Extracted text>
▬▬▬▬▬▬

Skip to main content

  1. Blog Posts/

Border Gateway Protocol (BGP): Out of Sight; Until Things go Horribly Wrong

·1719 words·9 mins

Intro #

While working on some networking code for a reviving a project I had started in 2021, I decided to pick up Network Programming with Go by Adam Woodbeck. Re-learning basic networking concepts was refreshing. Adam also gave useful insights into major incidents caused by network outages over the years. We’ll see one of them very early into this article. I recalled a few of the outages from old news posts. Network failures are common. In fact, one of the most known fallacies of software architecture is that ’the network is stable’. But what caught my eye was some portion that he wrote about the Border Gateway Protocol. In his words - BGP usually makes news only when something goes wrong. I decided to dig a bit into this and the article that you are reading now is the result of said digging.

A Revolution #

Since the now-ubiqutous three-napkin protocol was first introduced in 1989 in RFC-1105, it has become a pillar of the modern connected world. First formalized for the internet IPV6 in 1994, BGP underwent through a few improvement iterations until 2006 (BGP4), when it started supporting CIDR and more performant routing tables.

This is what CISCO has to say about the Border Gateway Protocol:

Border Gateway Protocol (BGP) is an Internet Engineering Task Force (IETF) standard, and the most scalable of all routing protocols. BGP is the routing protocol of the global Internet, as well as for Service Provider private networks. BGP has expanded upon its original purpose of carrying Internet reachability information, and can now carry routes for Multicast, IPv6, VPNs, and a variety of other data.

▬▬▬▬▬▬

Data shown>
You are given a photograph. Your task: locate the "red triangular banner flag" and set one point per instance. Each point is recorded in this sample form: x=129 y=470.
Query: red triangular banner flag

▬▬▬▬▬▬

Short problem 1>
Reproduce the BGP post from "Border Gateway Protocol (BGP): Out" to "of said digging.".
Short problem 2>
In the BGP post, what year was the protocol first introduced, and in which RFC?

Written solution 1>
Border Gateway Protocol (BGP): Out of Sight; Until Things go Horribly Wrong

·1719 words·9 mins

Intro #

While working on some networking code for a reviving a project I had started in 2021, I decided to pick up Network Programming with Go by Adam Woodbeck. Re-learning basic networking concepts was refreshing. Adam also gave useful insights into major incidents caused by network outages over the years. We’ll see one of them very early into this article. I recalled a few of the outages from old news posts. Network failures are common. In fact, one of the most known fallacies of software architecture is that ’the network is stable’. But what caught my eye was some portion that he wrote about the Border Gateway Protocol. In his words - BGP usually makes news only when something goes wrong. I decided to dig a bit into this and the article that you are reading now is the result of said digging.

Written solution 2>
1989, in RFC-1105.